PROBLEM DETAILS
Output each line exactly as it appears, skipping any embedded picture.

[BEGIN MATERIAL FOR THIS TASK]

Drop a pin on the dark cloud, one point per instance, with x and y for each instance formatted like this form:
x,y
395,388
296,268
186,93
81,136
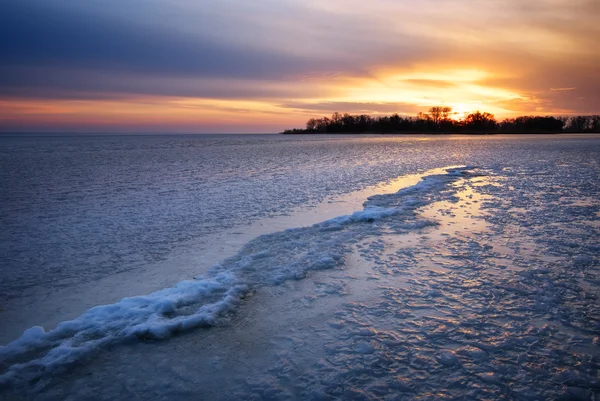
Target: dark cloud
x,y
35,32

[END MATERIAL FOR THIS TASK]

COMPLETE OUTPUT
Drop a pin on the dark cloud, one point per instance, with x and y for each instance formatted like this form:
x,y
395,388
296,268
186,93
81,136
Target: dark cloud
x,y
35,32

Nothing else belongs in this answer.